The request:
Below is a set of records. Repeat all of them exactly.

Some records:
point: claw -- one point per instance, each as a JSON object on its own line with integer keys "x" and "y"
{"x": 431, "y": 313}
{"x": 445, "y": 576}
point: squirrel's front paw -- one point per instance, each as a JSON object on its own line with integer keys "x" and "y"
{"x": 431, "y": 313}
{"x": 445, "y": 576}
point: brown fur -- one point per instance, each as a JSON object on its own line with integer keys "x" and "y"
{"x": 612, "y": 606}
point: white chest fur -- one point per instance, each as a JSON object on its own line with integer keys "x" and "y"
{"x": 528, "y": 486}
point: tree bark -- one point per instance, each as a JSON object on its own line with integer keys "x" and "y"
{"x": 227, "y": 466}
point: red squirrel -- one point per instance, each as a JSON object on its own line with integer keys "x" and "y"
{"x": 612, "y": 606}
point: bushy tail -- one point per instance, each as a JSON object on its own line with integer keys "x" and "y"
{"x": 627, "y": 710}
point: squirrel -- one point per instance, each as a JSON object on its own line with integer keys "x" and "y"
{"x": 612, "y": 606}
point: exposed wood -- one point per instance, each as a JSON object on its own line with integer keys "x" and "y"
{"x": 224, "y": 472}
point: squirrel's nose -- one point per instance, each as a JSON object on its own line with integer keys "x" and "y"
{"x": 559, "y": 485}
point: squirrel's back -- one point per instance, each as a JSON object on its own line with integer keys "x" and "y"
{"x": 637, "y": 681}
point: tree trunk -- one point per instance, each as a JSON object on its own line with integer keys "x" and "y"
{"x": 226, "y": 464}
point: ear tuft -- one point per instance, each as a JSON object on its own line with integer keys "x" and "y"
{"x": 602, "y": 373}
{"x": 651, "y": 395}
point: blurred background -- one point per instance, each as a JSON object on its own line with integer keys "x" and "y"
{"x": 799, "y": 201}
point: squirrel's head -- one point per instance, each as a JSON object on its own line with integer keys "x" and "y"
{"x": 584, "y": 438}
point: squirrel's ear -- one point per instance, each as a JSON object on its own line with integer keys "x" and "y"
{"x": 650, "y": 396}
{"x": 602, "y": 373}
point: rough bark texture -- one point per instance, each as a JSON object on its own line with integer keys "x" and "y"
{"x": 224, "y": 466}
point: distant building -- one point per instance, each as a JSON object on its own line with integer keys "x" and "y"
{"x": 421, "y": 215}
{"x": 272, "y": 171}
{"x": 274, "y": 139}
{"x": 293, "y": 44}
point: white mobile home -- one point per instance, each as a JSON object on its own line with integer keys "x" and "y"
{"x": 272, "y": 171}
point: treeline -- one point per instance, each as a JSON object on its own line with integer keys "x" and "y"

Answer in full:
point: claw -- one point per instance, each as a JSON object on its own line with integer keys "x" and "y"
{"x": 431, "y": 313}
{"x": 445, "y": 576}
point: squirrel's front paw -- one point per instance, each as a JSON object on its own line with integer keys "x" and "y"
{"x": 431, "y": 313}
{"x": 445, "y": 576}
point: brown fur -- one point per instance, each as a JSON object on its own line with integer keys "x" and "y"
{"x": 612, "y": 606}
point: white chest fur -- one point per instance, each as a JSON object on its own line with integer keys "x" and "y"
{"x": 528, "y": 486}
point: tree bark -- one point per instance, each as a JSON object on its own line with integer keys "x" and "y"
{"x": 227, "y": 466}
point: red squirrel -- one point per instance, each as a JSON object on its own line with integer keys "x" and "y"
{"x": 612, "y": 606}
point: bushy tail -- one point per instance, each as a JSON object on its own line with integer keys "x" and "y"
{"x": 627, "y": 710}
point: squirrel -- one point per instance, each as a JSON object on its own line with integer keys "x" and "y"
{"x": 612, "y": 606}
point: exposed wood -- one point per instance, each as a JSON object on its own line with integer keys "x" and "y"
{"x": 224, "y": 472}
point: squirrel's nose -- one point per instance, each as a JSON object on its own line with integer keys "x" and "y"
{"x": 559, "y": 485}
point: squirrel's back -- one point per instance, each as a JSON object on its own line with integer keys "x" and "y"
{"x": 637, "y": 681}
point: tree trunk -- one point per instance, each as a JSON object on its own line with integer keys "x" and "y"
{"x": 226, "y": 464}
point: ear tuft -- one point per instance, each as a JSON object on its own line with integer keys "x" and "y"
{"x": 602, "y": 373}
{"x": 651, "y": 395}
point: blurred background -- one point per instance, each as a JSON object on its own line with integer keys "x" and "y"
{"x": 799, "y": 201}
point: squirrel's head -- one point per instance, each as a JSON object on its own line with integer keys "x" and "y"
{"x": 584, "y": 438}
point: squirrel's ear -- one point per instance, each as a JSON object on its own line with integer keys "x" and "y"
{"x": 650, "y": 396}
{"x": 602, "y": 373}
point: rough bark texture -- one point per instance, each as a JSON object on its own line with integer keys "x" and "y"
{"x": 224, "y": 466}
point: distant building -- one point per instance, each as a JSON object on its own line with integer keys "x" and "y"
{"x": 421, "y": 215}
{"x": 272, "y": 171}
{"x": 274, "y": 139}
{"x": 293, "y": 44}
point: white mobile home -- one point per instance, each as a JSON object on its own line with integer keys "x" and "y"
{"x": 272, "y": 171}
point: treeline -- one point per instance, each as a JSON object on its own line with integer keys "x" and "y"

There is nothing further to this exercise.